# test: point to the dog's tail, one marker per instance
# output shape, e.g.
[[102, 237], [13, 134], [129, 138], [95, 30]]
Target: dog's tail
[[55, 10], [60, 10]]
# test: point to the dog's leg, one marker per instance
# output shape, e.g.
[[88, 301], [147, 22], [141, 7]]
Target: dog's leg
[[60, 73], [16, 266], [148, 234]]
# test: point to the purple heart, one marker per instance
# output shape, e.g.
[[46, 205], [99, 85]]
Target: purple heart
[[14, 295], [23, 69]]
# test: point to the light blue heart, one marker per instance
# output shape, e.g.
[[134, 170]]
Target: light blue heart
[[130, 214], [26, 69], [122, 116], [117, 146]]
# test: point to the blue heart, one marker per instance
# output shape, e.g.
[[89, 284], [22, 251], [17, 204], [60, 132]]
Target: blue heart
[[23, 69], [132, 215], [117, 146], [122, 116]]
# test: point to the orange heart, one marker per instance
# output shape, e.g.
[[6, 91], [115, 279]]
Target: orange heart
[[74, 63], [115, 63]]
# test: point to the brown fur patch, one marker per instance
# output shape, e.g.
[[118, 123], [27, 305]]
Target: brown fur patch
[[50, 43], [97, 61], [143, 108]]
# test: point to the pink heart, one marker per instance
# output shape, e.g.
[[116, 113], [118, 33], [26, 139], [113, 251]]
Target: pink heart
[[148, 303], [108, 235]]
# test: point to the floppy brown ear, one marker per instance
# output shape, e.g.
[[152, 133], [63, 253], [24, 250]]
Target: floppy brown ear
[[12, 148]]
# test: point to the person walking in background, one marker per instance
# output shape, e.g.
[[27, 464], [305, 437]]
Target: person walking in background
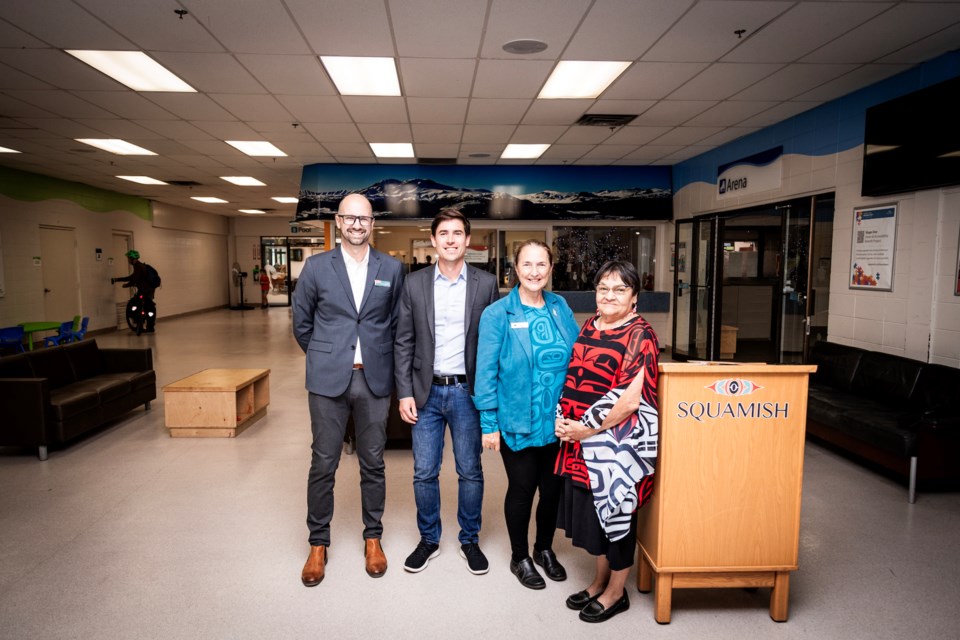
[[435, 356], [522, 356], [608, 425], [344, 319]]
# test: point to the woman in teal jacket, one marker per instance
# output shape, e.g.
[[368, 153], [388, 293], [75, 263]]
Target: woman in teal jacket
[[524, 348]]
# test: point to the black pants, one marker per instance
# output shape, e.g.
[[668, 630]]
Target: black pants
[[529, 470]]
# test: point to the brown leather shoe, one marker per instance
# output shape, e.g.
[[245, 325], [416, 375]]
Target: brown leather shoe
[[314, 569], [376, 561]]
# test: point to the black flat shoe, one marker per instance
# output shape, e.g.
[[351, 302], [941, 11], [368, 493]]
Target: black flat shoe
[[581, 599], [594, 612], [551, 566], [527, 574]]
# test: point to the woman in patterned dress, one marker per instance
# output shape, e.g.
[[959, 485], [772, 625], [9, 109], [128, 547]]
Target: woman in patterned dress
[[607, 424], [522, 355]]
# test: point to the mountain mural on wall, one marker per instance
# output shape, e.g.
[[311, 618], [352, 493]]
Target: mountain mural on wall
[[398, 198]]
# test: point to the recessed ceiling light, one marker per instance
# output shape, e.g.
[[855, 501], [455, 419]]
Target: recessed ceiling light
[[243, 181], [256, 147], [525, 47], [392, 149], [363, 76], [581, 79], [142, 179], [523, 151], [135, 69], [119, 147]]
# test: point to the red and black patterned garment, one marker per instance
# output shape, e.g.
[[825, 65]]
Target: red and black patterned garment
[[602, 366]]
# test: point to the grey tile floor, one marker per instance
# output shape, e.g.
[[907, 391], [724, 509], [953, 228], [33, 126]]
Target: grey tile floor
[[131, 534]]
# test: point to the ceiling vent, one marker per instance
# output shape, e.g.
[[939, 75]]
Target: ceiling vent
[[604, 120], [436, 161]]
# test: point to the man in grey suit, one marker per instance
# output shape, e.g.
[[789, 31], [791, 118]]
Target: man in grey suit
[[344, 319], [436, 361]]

□ □ □

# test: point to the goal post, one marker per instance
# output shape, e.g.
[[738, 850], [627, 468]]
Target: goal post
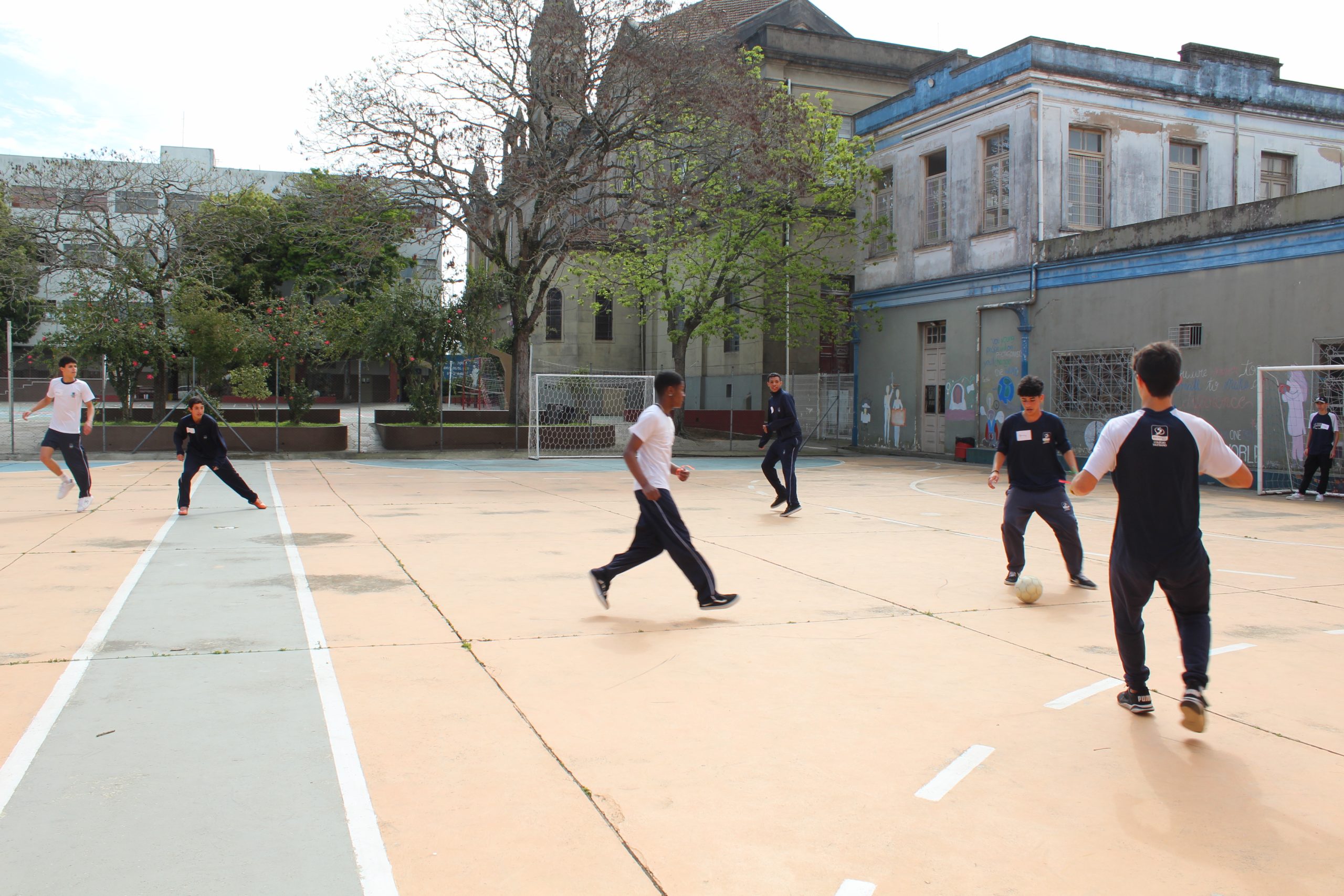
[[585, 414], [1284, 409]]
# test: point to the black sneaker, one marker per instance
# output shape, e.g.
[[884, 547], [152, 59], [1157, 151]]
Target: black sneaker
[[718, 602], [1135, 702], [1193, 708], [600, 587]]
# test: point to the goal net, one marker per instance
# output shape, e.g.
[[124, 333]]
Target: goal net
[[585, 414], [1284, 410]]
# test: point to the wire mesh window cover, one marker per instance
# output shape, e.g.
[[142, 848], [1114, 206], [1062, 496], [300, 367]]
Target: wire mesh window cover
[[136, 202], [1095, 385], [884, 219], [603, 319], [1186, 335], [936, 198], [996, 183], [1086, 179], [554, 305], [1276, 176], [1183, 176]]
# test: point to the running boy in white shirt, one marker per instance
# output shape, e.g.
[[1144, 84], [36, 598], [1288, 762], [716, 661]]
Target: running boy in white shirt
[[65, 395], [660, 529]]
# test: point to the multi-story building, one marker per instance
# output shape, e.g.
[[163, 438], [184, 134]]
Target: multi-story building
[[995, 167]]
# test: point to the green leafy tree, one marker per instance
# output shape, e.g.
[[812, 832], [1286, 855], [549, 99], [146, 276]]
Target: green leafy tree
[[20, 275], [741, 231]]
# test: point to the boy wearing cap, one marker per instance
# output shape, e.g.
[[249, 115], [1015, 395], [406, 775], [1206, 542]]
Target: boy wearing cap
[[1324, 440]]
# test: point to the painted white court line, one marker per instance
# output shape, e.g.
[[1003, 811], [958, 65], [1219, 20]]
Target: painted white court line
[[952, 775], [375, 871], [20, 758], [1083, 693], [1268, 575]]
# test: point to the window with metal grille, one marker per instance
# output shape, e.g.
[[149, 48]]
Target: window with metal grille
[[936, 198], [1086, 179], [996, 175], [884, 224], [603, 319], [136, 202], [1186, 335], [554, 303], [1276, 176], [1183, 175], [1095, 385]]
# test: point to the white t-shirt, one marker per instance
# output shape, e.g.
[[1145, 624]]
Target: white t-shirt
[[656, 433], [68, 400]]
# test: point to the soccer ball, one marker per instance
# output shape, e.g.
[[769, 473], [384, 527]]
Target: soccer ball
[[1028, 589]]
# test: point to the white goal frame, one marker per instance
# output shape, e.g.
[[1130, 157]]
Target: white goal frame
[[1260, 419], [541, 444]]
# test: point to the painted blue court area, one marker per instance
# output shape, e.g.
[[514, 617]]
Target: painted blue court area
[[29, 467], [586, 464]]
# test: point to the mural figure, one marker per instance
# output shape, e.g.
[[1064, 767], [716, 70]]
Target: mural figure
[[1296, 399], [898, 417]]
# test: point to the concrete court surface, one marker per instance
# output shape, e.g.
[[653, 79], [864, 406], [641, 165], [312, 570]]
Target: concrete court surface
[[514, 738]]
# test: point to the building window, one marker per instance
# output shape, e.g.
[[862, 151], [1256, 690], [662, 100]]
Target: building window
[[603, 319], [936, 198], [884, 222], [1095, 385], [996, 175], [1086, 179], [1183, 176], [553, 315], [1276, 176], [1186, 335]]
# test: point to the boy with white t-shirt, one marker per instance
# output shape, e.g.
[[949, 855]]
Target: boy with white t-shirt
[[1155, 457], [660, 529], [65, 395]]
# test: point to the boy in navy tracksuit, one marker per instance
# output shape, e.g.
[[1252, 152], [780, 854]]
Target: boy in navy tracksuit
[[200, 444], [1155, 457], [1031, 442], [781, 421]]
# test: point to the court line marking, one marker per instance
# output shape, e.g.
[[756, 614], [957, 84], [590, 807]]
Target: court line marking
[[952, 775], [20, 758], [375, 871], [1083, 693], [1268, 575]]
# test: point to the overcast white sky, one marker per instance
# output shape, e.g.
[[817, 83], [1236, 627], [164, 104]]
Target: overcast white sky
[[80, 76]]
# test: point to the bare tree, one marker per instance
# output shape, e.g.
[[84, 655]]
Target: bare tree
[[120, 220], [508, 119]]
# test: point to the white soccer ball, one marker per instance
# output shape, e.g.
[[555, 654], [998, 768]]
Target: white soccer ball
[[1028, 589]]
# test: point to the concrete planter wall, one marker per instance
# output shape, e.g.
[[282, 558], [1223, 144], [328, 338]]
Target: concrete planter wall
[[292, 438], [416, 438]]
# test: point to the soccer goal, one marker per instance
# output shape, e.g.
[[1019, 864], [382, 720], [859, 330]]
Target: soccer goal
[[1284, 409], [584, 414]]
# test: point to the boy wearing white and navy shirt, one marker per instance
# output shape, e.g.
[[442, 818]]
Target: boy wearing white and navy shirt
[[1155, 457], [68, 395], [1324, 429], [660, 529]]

□ □ □

• _Directions_
Return only the stretch above from the line containing "[[738, 850], [627, 468]]" through the line containing "# test: point to the wire", word for word and without pictures.

• _Written response_
[[738, 850], [627, 468]]
Target: goal post
[[585, 414], [1284, 409]]
# test: point to the black sneaker, one marker per instance
# output shape, e.g.
[[884, 547], [152, 59], [1157, 151]]
Target: black sneaker
[[718, 602], [1135, 702], [1193, 708], [600, 587]]
# test: point to the goal net, one marker per instance
# output shape, e.g.
[[124, 333]]
Target: goal net
[[585, 414], [1284, 410]]
# test: point to the wire mesh window cover, one marker per instance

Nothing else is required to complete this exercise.